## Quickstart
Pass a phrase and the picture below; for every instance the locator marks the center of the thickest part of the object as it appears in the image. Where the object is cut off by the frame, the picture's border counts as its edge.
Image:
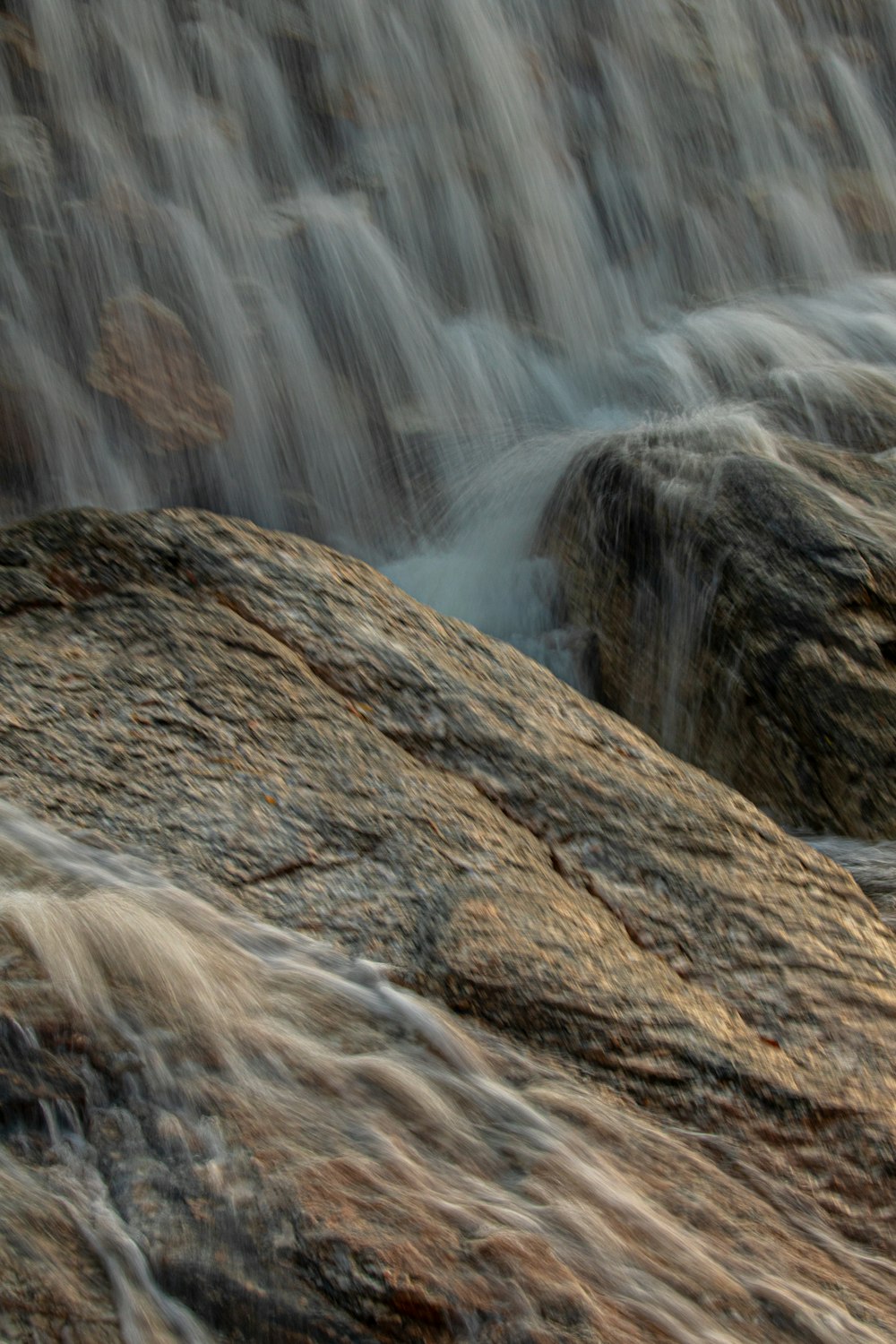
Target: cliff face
(700, 1007)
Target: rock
(661, 1091)
(739, 591)
(19, 39)
(148, 360)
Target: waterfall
(233, 1067)
(357, 268)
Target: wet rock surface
(148, 360)
(634, 948)
(737, 593)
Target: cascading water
(273, 1088)
(395, 241)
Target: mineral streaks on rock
(296, 738)
(148, 360)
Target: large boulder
(735, 594)
(657, 1102)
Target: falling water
(357, 268)
(241, 1090)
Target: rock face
(659, 1102)
(148, 360)
(737, 590)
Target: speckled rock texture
(734, 589)
(293, 738)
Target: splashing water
(325, 263)
(279, 1090)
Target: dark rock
(740, 589)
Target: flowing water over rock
(323, 261)
(379, 271)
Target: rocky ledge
(734, 588)
(633, 948)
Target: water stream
(414, 244)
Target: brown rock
(673, 1091)
(148, 360)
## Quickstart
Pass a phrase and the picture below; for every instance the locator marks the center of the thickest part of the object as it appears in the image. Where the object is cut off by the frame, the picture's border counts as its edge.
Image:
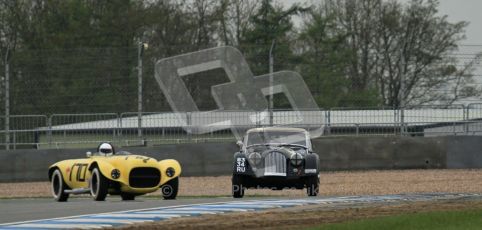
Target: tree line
(78, 56)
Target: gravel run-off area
(331, 184)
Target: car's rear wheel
(59, 187)
(169, 189)
(312, 186)
(128, 196)
(237, 186)
(99, 185)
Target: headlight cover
(115, 174)
(255, 158)
(170, 172)
(296, 159)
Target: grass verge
(465, 219)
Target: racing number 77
(81, 172)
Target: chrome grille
(275, 164)
(144, 177)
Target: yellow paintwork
(124, 163)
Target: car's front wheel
(312, 186)
(169, 189)
(99, 185)
(237, 186)
(59, 187)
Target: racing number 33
(81, 170)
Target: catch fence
(156, 128)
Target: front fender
(169, 163)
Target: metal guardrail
(87, 130)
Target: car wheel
(237, 186)
(128, 196)
(169, 189)
(99, 185)
(59, 187)
(312, 186)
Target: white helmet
(106, 149)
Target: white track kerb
(114, 219)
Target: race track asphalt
(17, 210)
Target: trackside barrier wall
(214, 159)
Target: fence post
(49, 131)
(189, 125)
(402, 121)
(466, 118)
(328, 121)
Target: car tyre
(128, 196)
(169, 189)
(312, 186)
(237, 186)
(59, 186)
(99, 185)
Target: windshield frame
(307, 144)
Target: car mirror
(240, 144)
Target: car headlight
(296, 159)
(301, 151)
(115, 174)
(255, 158)
(170, 172)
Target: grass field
(467, 219)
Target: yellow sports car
(108, 172)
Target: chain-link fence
(156, 128)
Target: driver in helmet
(106, 149)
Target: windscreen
(278, 137)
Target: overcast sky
(456, 10)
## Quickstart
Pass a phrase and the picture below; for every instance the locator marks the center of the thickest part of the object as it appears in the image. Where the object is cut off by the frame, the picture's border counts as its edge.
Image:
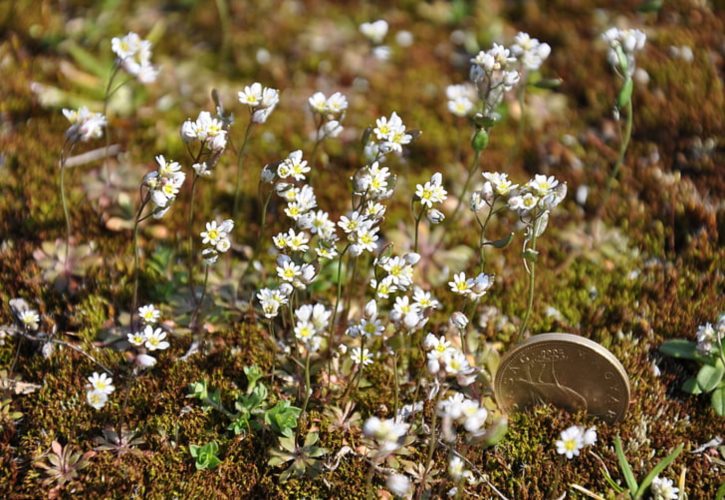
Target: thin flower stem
(190, 263)
(308, 384)
(433, 438)
(106, 98)
(134, 302)
(471, 171)
(195, 316)
(240, 163)
(64, 201)
(532, 277)
(622, 152)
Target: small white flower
(97, 399)
(155, 339)
(101, 383)
(149, 314)
(361, 356)
(663, 489)
(137, 339)
(571, 442)
(30, 319)
(375, 31)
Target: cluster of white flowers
(375, 31)
(622, 46)
(375, 183)
(494, 73)
(390, 135)
(573, 439)
(445, 360)
(151, 338)
(271, 299)
(216, 239)
(461, 98)
(331, 111)
(84, 125)
(208, 131)
(709, 336)
(473, 288)
(261, 101)
(430, 193)
(461, 410)
(298, 275)
(388, 434)
(663, 488)
(311, 321)
(530, 52)
(30, 319)
(99, 388)
(134, 55)
(164, 185)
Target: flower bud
(459, 320)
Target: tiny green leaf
(624, 465)
(710, 376)
(502, 243)
(480, 140)
(691, 387)
(680, 348)
(657, 470)
(625, 95)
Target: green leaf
(710, 376)
(625, 95)
(718, 400)
(548, 83)
(624, 465)
(680, 348)
(502, 243)
(690, 386)
(720, 495)
(531, 255)
(657, 470)
(480, 140)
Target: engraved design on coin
(564, 370)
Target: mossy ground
(652, 271)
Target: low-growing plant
(205, 456)
(709, 353)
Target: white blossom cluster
(709, 336)
(530, 52)
(164, 185)
(310, 322)
(84, 125)
(261, 101)
(573, 439)
(388, 433)
(216, 240)
(134, 55)
(622, 46)
(663, 488)
(389, 135)
(152, 338)
(461, 98)
(445, 360)
(99, 388)
(429, 194)
(208, 131)
(473, 288)
(494, 72)
(331, 111)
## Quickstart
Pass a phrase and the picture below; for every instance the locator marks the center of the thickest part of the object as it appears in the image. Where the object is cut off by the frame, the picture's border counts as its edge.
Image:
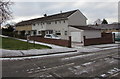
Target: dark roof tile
(47, 18)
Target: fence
(106, 38)
(66, 43)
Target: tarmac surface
(95, 65)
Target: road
(59, 66)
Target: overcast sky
(92, 10)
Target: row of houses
(71, 23)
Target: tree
(5, 13)
(104, 21)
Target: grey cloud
(92, 10)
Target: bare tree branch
(5, 13)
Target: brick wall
(66, 43)
(106, 38)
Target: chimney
(45, 15)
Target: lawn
(13, 44)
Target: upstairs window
(65, 32)
(33, 24)
(58, 33)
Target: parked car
(117, 36)
(53, 36)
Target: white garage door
(76, 36)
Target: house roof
(83, 27)
(47, 18)
(106, 26)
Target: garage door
(76, 36)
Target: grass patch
(13, 44)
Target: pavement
(74, 65)
(36, 52)
(56, 49)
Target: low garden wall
(106, 38)
(66, 43)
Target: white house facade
(59, 24)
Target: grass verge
(13, 44)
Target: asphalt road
(59, 66)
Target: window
(48, 22)
(58, 33)
(59, 21)
(39, 32)
(65, 32)
(55, 22)
(64, 21)
(33, 24)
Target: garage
(76, 36)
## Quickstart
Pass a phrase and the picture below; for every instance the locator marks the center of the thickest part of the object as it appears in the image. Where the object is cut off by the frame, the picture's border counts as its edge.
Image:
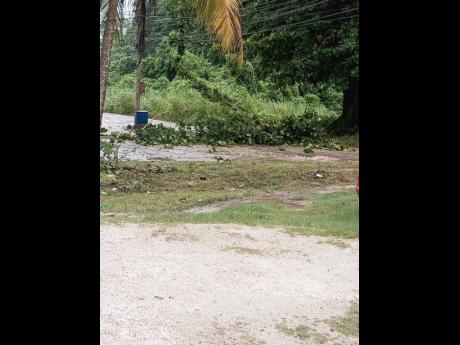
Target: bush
(222, 103)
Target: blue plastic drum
(141, 118)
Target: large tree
(310, 45)
(220, 17)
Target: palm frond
(222, 19)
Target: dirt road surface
(199, 153)
(222, 284)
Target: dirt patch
(289, 199)
(155, 291)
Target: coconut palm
(220, 17)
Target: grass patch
(161, 192)
(336, 242)
(304, 332)
(244, 250)
(349, 323)
(328, 215)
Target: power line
(190, 39)
(159, 18)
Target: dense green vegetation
(300, 68)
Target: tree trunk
(349, 120)
(106, 50)
(141, 12)
(138, 86)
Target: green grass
(328, 215)
(348, 324)
(161, 192)
(304, 333)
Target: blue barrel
(141, 118)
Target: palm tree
(220, 17)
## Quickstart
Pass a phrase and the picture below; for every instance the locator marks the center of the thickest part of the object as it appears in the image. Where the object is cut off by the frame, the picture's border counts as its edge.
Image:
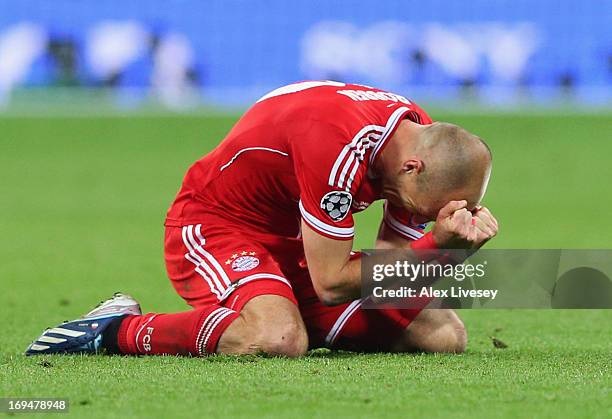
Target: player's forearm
(340, 286)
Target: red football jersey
(301, 152)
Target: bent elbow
(331, 296)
──────────
TO DO
Format every line of the records above as a JSON list of strings, one string per line, omitting blank lines. Leave the pictures out of the answer.

THE REPLY
[
  "## Quickstart",
  "Pass a phrase and the picture below; for every instance the locator marks the center of the thickest part of the object as it appears in the image. Where the object is cut off by the frame, the picture's border counts as its edge.",
  "Image:",
  "Target: cliff face",
  "(700, 1007)",
  "Target: rock",
  "(661, 1091)",
  "(739, 591)",
  "(19, 39)",
  "(148, 360)",
  "Target: waterfall",
  "(233, 1067)",
  "(357, 268)",
  "Target: wet rock surface",
  "(148, 360)",
  "(634, 948)",
  "(737, 593)",
  "Target: cascading water",
  "(273, 1088)",
  "(395, 241)",
  "Target: mineral streaks on rock",
  "(296, 738)",
  "(148, 360)",
  "Target: large boulder",
  "(735, 594)",
  "(657, 1102)",
  "Target: falling water",
  "(357, 268)",
  "(241, 1090)",
  "Target: rock face",
  "(659, 1102)",
  "(148, 360)",
  "(737, 590)",
  "Target: speckled rock texture",
  "(734, 589)",
  "(293, 738)",
  "Target: splashing water",
  "(325, 263)",
  "(279, 1090)",
  "Target: dark rock",
  "(740, 589)",
  "Target: flowing water over rock",
  "(323, 261)",
  "(379, 271)",
  "Target: rocky ledge",
  "(734, 588)",
  "(633, 948)",
  "Target: water stream",
  "(414, 244)",
  "Target: brown rock",
  "(673, 1091)",
  "(148, 360)",
  "## Quickstart",
  "Pass a phrase and the picture below; for every instance the locator marks the center of the thickest part of the object as it appears in the image. Where the object is cut off by the frame, the picture's border counts as its edge.",
  "Image:",
  "Target: tree line",
  "(78, 56)",
  "Target: gravel run-off area",
  "(331, 184)",
  "Target: car's rear wheel",
  "(59, 187)",
  "(169, 189)",
  "(312, 186)",
  "(128, 196)",
  "(237, 186)",
  "(99, 185)",
  "Target: headlight cover",
  "(115, 174)",
  "(255, 158)",
  "(170, 172)",
  "(296, 159)",
  "Target: grass verge",
  "(465, 219)",
  "Target: racing number 77",
  "(81, 172)",
  "Target: chrome grille",
  "(275, 164)",
  "(144, 177)",
  "Target: yellow paintwork",
  "(124, 163)",
  "Target: car's front wheel",
  "(312, 186)",
  "(169, 189)",
  "(99, 185)",
  "(237, 186)",
  "(59, 187)",
  "Target: racing number 33",
  "(81, 170)",
  "Target: catch fence",
  "(156, 128)",
  "Target: front fender",
  "(169, 163)",
  "Target: metal guardrail",
  "(87, 130)",
  "Target: car wheel",
  "(237, 186)",
  "(128, 196)",
  "(169, 189)",
  "(99, 185)",
  "(59, 187)",
  "(312, 186)",
  "Target: white helmet",
  "(106, 149)",
  "Target: white track kerb",
  "(114, 219)",
  "Target: race track asphalt",
  "(17, 210)",
  "Target: trackside barrier wall",
  "(214, 159)",
  "Target: fence post",
  "(49, 131)",
  "(189, 125)",
  "(402, 121)",
  "(466, 118)",
  "(328, 121)",
  "Target: car tyre",
  "(128, 196)",
  "(169, 189)",
  "(312, 186)",
  "(237, 186)",
  "(59, 186)",
  "(99, 185)",
  "Target: windshield frame",
  "(307, 144)",
  "Target: car mirror",
  "(240, 144)",
  "Target: car headlight",
  "(296, 159)",
  "(301, 151)",
  "(115, 174)",
  "(255, 158)",
  "(170, 172)",
  "Target: grass field",
  "(467, 219)",
  "Target: yellow sports car",
  "(108, 172)",
  "Target: chain-link fence",
  "(156, 128)",
  "Target: driver in helmet",
  "(106, 149)",
  "Target: windscreen",
  "(278, 137)",
  "Target: overcast sky",
  "(456, 10)",
  "## Quickstart",
  "Pass a phrase and the picture below; for every instance the locator marks the center of the thickest part of the object as it appears in the image. Where the object is cut off by the frame, the picture's border counts as its edge.",
  "Image:",
  "Target: thin flower stem",
  "(190, 263)",
  "(308, 384)",
  "(433, 438)",
  "(106, 98)",
  "(134, 302)",
  "(471, 171)",
  "(195, 316)",
  "(240, 163)",
  "(64, 201)",
  "(532, 277)",
  "(622, 152)",
  "Target: small white flower",
  "(97, 399)",
  "(155, 339)",
  "(101, 383)",
  "(149, 314)",
  "(361, 356)",
  "(663, 489)",
  "(137, 339)",
  "(571, 442)",
  "(30, 319)",
  "(375, 31)",
  "Target: cluster of white flowers",
  "(375, 31)",
  "(622, 46)",
  "(375, 183)",
  "(494, 73)",
  "(390, 135)",
  "(573, 439)",
  "(445, 360)",
  "(151, 338)",
  "(271, 299)",
  "(216, 239)",
  "(461, 98)",
  "(331, 111)",
  "(84, 125)",
  "(208, 131)",
  "(709, 336)",
  "(473, 288)",
  "(261, 101)",
  "(430, 193)",
  "(461, 410)",
  "(298, 275)",
  "(388, 434)",
  "(663, 488)",
  "(311, 321)",
  "(530, 52)",
  "(30, 319)",
  "(99, 388)",
  "(134, 55)",
  "(164, 185)",
  "Target: flower bud",
  "(459, 320)",
  "Target: tiny green leaf",
  "(624, 465)",
  "(710, 376)",
  "(502, 243)",
  "(480, 140)",
  "(691, 387)",
  "(680, 348)",
  "(657, 470)",
  "(625, 95)",
  "Target: green leaf",
  "(710, 376)",
  "(625, 95)",
  "(718, 400)",
  "(548, 83)",
  "(624, 465)",
  "(680, 348)",
  "(502, 243)",
  "(690, 386)",
  "(720, 495)",
  "(531, 255)",
  "(657, 470)",
  "(480, 140)",
  "Target: engraved design on coin",
  "(564, 370)",
  "Target: mossy ground",
  "(652, 271)",
  "Target: low-growing plant",
  "(205, 456)",
  "(709, 353)",
  "Target: white blossom cluster",
  "(709, 336)",
  "(530, 52)",
  "(164, 185)",
  "(310, 322)",
  "(84, 125)",
  "(261, 101)",
  "(573, 439)",
  "(388, 433)",
  "(216, 240)",
  "(134, 55)",
  "(622, 46)",
  "(663, 488)",
  "(389, 135)",
  "(152, 338)",
  "(461, 98)",
  "(445, 360)",
  "(99, 388)",
  "(429, 194)",
  "(208, 131)",
  "(473, 288)",
  "(494, 72)",
  "(331, 111)",
  "## Quickstart",
  "Pass a phrase and the picture below; for every instance the locator marks the center of the thickest part of the object as it appears in the image. Where the object is cut off by the frame, the picture's border counts as its edge.",
  "Image:",
  "Target: dark roof tile",
  "(47, 18)",
  "Target: fence",
  "(106, 38)",
  "(66, 43)",
  "Target: tarmac surface",
  "(95, 65)",
  "Target: road",
  "(59, 66)",
  "Target: overcast sky",
  "(92, 10)",
  "Target: row of houses",
  "(71, 23)",
  "Target: tree",
  "(5, 13)",
  "(104, 21)",
  "Target: grey cloud",
  "(92, 10)",
  "Target: bare tree branch",
  "(5, 13)",
  "Target: brick wall",
  "(66, 43)",
  "(106, 38)",
  "Target: chimney",
  "(45, 15)",
  "Target: lawn",
  "(13, 44)",
  "Target: upstairs window",
  "(65, 32)",
  "(33, 24)",
  "(58, 33)",
  "Target: parked car",
  "(117, 36)",
  "(53, 36)",
  "Target: white garage door",
  "(76, 36)",
  "Target: house roof",
  "(83, 27)",
  "(47, 18)",
  "(106, 26)",
  "Target: garage door",
  "(76, 36)",
  "Target: grass patch",
  "(13, 44)",
  "Target: pavement",
  "(74, 65)",
  "(36, 52)",
  "(56, 49)",
  "Target: low garden wall",
  "(106, 38)",
  "(66, 43)",
  "Target: white house facade",
  "(59, 24)",
  "Target: grass verge",
  "(13, 44)",
  "Target: asphalt road",
  "(59, 66)",
  "Target: window",
  "(48, 22)",
  "(58, 33)",
  "(59, 21)",
  "(39, 32)",
  "(65, 32)",
  "(55, 22)",
  "(64, 21)",
  "(33, 24)",
  "Target: garage",
  "(76, 36)",
  "## Quickstart",
  "Pass a phrase and the picture below; for every instance the locator marks the center of the thickest part of the object as it appears in the image. Where the object is cut off by the frame, the picture's border counts as its edge.",
  "Image:",
  "Target: bush",
  "(222, 103)",
  "Target: blue plastic drum",
  "(141, 118)",
  "Target: large tree",
  "(310, 45)",
  "(220, 17)",
  "Target: palm frond",
  "(222, 19)",
  "Target: dirt road surface",
  "(199, 153)",
  "(222, 284)",
  "Target: dirt patch",
  "(289, 199)",
  "(155, 291)",
  "Target: coconut palm",
  "(220, 17)",
  "Target: grass patch",
  "(161, 192)",
  "(336, 242)",
  "(304, 332)",
  "(244, 250)",
  "(349, 323)",
  "(328, 215)",
  "Target: power line",
  "(190, 39)",
  "(159, 18)",
  "Target: dense green vegetation",
  "(300, 68)",
  "Target: tree trunk",
  "(349, 120)",
  "(106, 50)",
  "(141, 12)",
  "(138, 86)",
  "Target: green grass",
  "(328, 215)",
  "(348, 324)",
  "(161, 192)",
  "(304, 333)",
  "Target: blue barrel",
  "(141, 118)",
  "Target: palm tree",
  "(220, 17)",
  "## Quickstart",
  "Pass a phrase and the picture below; for every instance the locator marks the center of the thickest part of the object as it appears in the image. Where the object is cut off by the frame, the picture's border counts as its edge.",
  "Image:",
  "Target: player's forearm",
  "(340, 286)",
  "Target: red football jersey",
  "(301, 152)",
  "Target: bent elbow",
  "(331, 296)"
]